__Exercise prompt__: Report each line of the data below that contains the string "vertical", copying every such line in full.

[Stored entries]

######

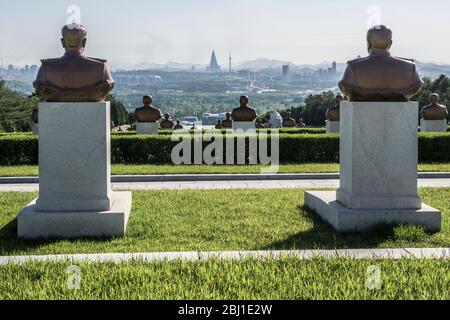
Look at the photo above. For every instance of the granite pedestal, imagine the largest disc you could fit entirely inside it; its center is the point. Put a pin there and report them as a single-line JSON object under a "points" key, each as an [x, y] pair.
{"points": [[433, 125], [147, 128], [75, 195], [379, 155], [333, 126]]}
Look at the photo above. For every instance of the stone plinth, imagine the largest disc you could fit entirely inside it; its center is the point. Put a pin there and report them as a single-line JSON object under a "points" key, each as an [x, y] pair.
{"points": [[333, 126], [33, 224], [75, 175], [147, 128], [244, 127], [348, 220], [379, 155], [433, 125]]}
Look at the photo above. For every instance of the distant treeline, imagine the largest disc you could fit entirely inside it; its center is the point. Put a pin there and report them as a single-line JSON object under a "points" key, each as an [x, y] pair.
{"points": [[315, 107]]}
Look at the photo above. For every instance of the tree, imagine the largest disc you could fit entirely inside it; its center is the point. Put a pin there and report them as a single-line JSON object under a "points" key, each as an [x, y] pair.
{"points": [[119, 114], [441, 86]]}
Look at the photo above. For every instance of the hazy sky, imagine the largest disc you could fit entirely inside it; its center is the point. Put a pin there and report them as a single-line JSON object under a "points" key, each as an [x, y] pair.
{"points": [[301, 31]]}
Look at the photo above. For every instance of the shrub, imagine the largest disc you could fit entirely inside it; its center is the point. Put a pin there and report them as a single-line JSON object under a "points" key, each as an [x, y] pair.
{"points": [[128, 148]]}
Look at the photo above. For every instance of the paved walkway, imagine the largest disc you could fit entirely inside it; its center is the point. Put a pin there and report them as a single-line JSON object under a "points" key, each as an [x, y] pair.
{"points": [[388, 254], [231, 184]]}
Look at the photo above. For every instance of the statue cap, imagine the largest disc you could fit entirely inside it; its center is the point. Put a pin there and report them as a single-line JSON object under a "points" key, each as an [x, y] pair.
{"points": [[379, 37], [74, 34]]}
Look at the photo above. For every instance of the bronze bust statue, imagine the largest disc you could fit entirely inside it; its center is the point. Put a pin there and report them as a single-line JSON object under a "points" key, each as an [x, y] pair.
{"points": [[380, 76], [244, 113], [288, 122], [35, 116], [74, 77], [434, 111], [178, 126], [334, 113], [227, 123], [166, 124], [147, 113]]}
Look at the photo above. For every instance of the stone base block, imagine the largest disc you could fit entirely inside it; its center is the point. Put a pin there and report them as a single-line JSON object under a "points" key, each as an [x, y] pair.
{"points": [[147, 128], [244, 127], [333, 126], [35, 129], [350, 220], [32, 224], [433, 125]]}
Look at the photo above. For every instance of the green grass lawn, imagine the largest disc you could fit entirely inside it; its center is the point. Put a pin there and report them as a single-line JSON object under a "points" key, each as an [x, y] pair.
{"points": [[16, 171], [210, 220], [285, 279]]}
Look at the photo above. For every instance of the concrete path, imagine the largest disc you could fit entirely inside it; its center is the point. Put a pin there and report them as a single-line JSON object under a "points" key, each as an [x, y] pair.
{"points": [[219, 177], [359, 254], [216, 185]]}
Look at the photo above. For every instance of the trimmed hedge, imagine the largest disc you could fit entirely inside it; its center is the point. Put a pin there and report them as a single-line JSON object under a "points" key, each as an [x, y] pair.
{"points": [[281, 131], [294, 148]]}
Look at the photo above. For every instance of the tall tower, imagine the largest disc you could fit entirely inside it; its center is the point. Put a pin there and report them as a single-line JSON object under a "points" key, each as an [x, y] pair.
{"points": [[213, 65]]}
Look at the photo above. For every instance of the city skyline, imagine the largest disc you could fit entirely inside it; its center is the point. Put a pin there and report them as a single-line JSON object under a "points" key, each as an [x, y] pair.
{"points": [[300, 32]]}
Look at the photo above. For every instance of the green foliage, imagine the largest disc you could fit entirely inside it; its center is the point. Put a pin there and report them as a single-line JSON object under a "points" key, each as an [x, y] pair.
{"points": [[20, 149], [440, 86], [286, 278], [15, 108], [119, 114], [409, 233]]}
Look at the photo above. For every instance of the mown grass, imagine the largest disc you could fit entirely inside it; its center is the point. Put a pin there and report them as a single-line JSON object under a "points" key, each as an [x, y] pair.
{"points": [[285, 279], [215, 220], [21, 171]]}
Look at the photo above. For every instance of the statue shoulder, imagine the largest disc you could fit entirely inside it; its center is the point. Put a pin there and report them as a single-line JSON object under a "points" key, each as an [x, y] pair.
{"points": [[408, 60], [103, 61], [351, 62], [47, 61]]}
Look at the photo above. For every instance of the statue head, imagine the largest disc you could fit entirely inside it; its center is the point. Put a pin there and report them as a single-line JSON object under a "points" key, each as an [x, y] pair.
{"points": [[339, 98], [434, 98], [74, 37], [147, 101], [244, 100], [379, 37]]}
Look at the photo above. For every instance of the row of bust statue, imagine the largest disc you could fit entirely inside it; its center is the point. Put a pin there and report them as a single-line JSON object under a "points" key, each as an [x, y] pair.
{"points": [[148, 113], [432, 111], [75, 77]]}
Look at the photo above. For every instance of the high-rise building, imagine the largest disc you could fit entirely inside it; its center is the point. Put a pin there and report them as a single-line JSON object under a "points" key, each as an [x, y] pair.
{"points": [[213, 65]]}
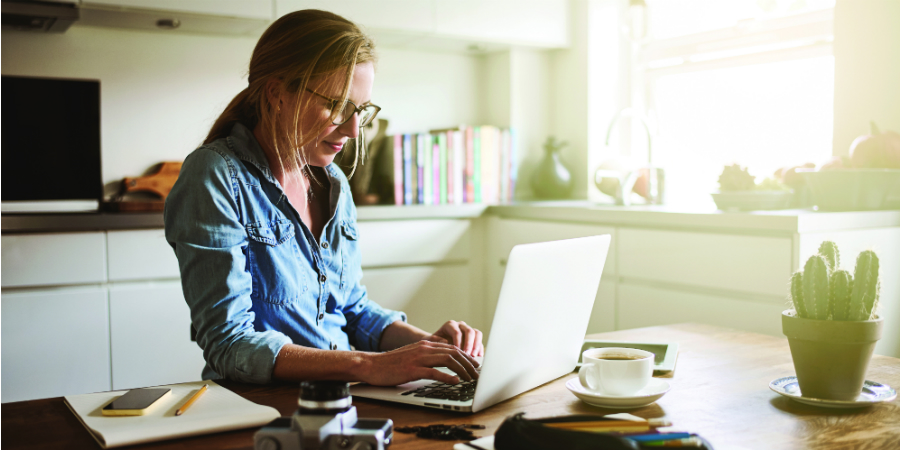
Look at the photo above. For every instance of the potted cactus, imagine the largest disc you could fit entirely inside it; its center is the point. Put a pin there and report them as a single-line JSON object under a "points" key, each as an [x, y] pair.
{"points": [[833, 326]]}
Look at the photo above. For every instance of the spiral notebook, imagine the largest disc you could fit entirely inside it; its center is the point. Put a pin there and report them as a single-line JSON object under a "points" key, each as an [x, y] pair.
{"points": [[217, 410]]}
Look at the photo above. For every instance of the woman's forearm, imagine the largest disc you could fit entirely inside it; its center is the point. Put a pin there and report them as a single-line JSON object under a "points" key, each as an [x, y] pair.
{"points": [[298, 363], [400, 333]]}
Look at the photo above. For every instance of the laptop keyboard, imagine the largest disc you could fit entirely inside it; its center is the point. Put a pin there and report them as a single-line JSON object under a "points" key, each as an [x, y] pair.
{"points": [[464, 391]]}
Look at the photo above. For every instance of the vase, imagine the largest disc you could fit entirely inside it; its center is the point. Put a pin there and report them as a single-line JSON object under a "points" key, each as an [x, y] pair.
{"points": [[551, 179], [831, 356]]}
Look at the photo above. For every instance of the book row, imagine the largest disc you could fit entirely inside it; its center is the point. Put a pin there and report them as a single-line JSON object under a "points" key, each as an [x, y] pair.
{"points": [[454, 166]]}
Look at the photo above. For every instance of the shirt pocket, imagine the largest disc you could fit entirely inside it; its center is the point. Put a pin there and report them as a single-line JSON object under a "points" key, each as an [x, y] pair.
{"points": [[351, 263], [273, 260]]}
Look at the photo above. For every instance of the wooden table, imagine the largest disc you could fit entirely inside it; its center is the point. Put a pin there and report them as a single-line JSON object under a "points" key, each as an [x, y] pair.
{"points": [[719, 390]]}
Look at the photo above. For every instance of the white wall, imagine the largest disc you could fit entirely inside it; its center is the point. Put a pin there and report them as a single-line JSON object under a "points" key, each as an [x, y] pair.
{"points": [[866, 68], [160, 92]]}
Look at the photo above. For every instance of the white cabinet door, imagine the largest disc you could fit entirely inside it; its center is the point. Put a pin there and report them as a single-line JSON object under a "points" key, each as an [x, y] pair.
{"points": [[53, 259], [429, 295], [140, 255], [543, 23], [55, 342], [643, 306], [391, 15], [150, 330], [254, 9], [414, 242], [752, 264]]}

######

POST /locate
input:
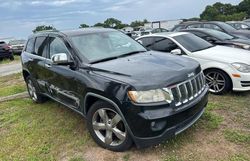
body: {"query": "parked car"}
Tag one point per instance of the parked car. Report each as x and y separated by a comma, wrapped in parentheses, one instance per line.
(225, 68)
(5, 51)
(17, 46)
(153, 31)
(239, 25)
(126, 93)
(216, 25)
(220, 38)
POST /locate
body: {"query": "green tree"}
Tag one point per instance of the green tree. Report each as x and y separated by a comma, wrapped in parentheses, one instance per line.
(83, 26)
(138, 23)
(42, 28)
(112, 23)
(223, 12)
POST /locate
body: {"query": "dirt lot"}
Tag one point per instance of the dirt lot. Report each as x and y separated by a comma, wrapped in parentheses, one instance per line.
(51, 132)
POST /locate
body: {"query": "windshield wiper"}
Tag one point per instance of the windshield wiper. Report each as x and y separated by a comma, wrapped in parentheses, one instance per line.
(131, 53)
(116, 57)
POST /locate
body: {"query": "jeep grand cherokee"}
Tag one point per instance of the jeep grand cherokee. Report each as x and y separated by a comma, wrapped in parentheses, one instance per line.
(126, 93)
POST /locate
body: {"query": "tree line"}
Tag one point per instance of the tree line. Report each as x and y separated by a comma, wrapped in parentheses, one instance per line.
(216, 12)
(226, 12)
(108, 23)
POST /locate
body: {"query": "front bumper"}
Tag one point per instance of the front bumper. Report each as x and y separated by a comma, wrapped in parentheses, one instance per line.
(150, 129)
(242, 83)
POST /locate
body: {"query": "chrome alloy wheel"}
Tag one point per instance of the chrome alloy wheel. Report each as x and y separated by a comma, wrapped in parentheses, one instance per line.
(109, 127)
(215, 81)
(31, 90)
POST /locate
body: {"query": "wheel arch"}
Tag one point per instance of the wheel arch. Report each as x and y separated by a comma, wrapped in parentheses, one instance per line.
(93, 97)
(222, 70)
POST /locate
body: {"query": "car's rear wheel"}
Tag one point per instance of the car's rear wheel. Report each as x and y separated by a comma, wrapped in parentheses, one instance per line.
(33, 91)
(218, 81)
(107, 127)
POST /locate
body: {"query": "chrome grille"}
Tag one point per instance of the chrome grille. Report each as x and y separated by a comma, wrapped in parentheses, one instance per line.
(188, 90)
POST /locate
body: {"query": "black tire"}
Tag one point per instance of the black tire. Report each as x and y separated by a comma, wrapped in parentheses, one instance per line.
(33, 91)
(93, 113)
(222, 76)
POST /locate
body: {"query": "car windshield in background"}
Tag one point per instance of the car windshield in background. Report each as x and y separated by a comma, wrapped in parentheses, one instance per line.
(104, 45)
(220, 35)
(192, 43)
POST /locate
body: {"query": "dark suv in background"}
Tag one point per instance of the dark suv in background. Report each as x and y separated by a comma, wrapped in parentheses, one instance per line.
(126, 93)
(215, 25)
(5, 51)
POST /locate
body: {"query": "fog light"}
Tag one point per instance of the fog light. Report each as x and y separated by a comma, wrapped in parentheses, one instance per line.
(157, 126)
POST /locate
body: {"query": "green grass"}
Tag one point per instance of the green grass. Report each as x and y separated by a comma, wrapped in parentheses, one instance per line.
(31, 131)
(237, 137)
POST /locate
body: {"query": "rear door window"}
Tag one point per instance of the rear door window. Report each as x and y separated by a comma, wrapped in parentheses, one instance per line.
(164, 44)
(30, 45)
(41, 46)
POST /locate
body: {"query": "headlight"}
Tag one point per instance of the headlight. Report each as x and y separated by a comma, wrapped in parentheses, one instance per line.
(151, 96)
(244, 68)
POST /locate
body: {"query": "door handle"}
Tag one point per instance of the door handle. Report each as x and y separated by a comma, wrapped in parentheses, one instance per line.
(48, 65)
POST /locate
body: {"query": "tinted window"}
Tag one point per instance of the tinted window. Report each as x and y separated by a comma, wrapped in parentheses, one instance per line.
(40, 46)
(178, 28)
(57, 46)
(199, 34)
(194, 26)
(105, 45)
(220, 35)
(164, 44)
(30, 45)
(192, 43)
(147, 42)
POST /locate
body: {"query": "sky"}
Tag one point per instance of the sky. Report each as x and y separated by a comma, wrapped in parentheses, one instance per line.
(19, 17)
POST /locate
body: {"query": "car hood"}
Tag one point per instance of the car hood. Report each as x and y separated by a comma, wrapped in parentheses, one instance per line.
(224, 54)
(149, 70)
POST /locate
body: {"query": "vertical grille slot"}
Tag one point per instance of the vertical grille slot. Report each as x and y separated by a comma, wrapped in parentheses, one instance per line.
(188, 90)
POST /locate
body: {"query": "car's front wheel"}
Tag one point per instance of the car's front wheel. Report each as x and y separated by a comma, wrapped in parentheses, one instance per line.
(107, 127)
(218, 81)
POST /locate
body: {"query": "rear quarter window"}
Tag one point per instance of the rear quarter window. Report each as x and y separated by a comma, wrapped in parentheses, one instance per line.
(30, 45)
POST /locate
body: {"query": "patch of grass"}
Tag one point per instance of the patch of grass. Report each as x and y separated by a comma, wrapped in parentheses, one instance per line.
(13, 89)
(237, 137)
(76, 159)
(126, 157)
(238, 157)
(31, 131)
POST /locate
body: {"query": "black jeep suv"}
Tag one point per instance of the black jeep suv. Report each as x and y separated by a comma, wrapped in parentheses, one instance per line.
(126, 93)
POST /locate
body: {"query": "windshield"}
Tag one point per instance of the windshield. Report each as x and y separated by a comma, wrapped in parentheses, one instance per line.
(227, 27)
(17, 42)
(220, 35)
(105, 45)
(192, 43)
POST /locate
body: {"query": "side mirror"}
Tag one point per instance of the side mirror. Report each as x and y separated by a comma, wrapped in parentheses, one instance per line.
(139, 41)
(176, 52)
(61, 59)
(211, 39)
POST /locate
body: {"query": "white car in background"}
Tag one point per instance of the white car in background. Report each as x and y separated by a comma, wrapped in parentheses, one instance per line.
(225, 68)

######

__Worked answer__:
body: {"query": "vertical grille slot"}
Tag one point per instance of the vertical grille slot. Report each as x and y separated by a comma, wrapped in parentheses, one instance per line.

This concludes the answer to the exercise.